**What is being asked**: Reproduce the records below word for word, beginning with their first line and ending after the line that has "[(263, 16), (322, 31), (382, 7)]".

[Position identification records]
>>>>>
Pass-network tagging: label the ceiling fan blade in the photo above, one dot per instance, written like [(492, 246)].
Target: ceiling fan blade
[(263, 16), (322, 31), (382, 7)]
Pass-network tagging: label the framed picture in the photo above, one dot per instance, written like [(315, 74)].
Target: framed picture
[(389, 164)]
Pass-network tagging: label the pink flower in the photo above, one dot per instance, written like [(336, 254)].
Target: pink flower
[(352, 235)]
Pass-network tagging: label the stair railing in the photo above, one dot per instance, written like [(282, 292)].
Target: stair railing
<<<<<
**The answer**:
Pass-network tagging: label the ceiling fan blade in the photo above, one dot per instance, written like [(492, 246)].
Target: ceiling fan blade
[(263, 16), (322, 31), (382, 7)]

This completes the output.